Text for analysis:
When I was diagnosed with HIV, it took me years to find a good doctor. Every morning was a struggle to maintain some sense of normalcy, since my medications made me sick. Within weeks of starting my new job, I threw up on the floor of my cubicle. When I explained my medication side effects to my doctor, I received an unconcerned brush-off, a reminder that this is what it meant to be living with HIV. It wasn’t until I was working at the National Association of State and Territorial AIDS Directors that I realized having HIV didn’t mean I actually had to be sick — that the virus was controllable and that there is a whole world of better medications and care for me out there.
It’s hard to say what the problem is, and as a gay black man, I realize there are a lot of factors that could have made finding a good doctor so hard. Research shows that doctors and medical providers often treat black patients differently. For instance, the Perception Institute found that doctors don’t treat pain in black patients as aggressively; they allow higher levels of pain before they begin treatment.
I also know many medical professionals aren’t completely comfortable with my sexuality. That discomfort breeds distrust — and many LGBTQ friends of mine now seek out explicitly inclusive care so they can discuss their sexual health needs more frankly and without judgment.
And finally, I know a lot of doctors just don’t know how to prevent or treat HIV. In fact, a recent study shockingly showed that just one in three doctors even know about pre-exposure prophylaxis, or PrEP, the daily administration of a drug to prevent HIV-negative people from acquiring the virus from their sexual partners. We are talking about a lifesaving measure, and two-thirds of doctors don’t know it exists.
Even with all these factors, the Center for Disease Control and Prevention estimates on HIV rates in my community should shock you. The CDC estimates that one in two gay black men will acquire HIV in our lifetime. These rates continue to increase even as the general public believes HIV is over.

Exercise prompt:
Please carry the essay about living with HIV forward, picking up after its final sentence about the general public believing HIV is over. The entries come from a separate source, not from the essay about living with HIV.

Given records:
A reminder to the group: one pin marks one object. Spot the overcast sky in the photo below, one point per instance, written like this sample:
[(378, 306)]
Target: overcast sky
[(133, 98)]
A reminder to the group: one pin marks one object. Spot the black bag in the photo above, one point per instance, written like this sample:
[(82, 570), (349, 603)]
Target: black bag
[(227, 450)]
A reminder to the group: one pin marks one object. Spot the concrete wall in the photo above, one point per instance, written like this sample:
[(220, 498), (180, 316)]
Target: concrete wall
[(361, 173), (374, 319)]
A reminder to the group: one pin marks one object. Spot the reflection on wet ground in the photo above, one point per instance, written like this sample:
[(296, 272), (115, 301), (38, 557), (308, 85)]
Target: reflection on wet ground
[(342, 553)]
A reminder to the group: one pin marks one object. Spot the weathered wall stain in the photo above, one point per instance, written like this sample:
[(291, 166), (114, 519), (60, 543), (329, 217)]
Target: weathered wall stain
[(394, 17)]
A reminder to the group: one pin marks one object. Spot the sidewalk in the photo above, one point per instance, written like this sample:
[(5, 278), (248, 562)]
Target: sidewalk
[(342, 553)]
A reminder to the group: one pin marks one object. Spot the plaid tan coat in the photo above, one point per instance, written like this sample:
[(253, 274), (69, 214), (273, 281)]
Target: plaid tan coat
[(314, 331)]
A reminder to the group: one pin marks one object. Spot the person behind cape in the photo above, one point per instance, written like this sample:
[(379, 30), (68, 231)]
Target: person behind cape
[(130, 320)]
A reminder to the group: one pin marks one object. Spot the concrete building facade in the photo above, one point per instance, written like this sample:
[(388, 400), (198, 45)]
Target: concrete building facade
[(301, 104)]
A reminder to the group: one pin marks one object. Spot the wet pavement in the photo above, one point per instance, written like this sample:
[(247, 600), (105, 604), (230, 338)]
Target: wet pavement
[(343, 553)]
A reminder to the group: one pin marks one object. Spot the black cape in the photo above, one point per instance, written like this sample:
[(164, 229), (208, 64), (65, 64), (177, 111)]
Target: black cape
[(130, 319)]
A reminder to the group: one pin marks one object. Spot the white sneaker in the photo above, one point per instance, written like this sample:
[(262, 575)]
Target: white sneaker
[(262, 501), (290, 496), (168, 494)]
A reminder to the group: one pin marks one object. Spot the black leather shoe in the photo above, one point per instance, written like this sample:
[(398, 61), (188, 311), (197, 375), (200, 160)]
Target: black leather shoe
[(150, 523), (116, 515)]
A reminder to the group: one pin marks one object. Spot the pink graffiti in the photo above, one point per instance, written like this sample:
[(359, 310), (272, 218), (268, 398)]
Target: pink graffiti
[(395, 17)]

Answer space:
To be clear, the problem here isn’t high-risk behavior. Black gay men aren’t engaging in any riskier behavior than our white counterparts. Our rates of drug use and number of sex partners are both on par with those of our peers. But one place where there is a huge disparity is access to quality health care. The fact is that among black gay men with HIV, viral loads are higher because so many people aren’t getting the care they need.
We hear a lot about bias in policing these days, and the truth is implicit bias isn’t specific to the police. It’s something we all have because we all grew up around the similar stereotypes in culture, in movies, and from our communities.
On the whole, medical professionals don’t want to treat patients poorly — but until now, there haven’t been tools to help them be better. That’s where NASTAD and our new project, His Health, come in.
This month, we are rolling out a first-of-its-kind educational platform to help medical professionals unlearn implicit bias and provide better and more culturally competent care to LGBTQ patients — with the goal of elevating the standard of care for black gay men.
We have accredited online courses available in PrEP, trans health care, linking patients to care, and comprehensive health care. All courses include video trainings and walk-through scenarios with real-life black gay men as patients and doctors helping lead the way to better care.
To inspire better care, we also spotlight some of the best programs in the nation at HisHealth.org with short video documentaries.
We are in the midst of a crisis in health care right now — but there is a path forward. As we continue our sustained fight against HIV, let’s start to make better access to high-quality, culturally competent health care for black gay men one of our highest priorities.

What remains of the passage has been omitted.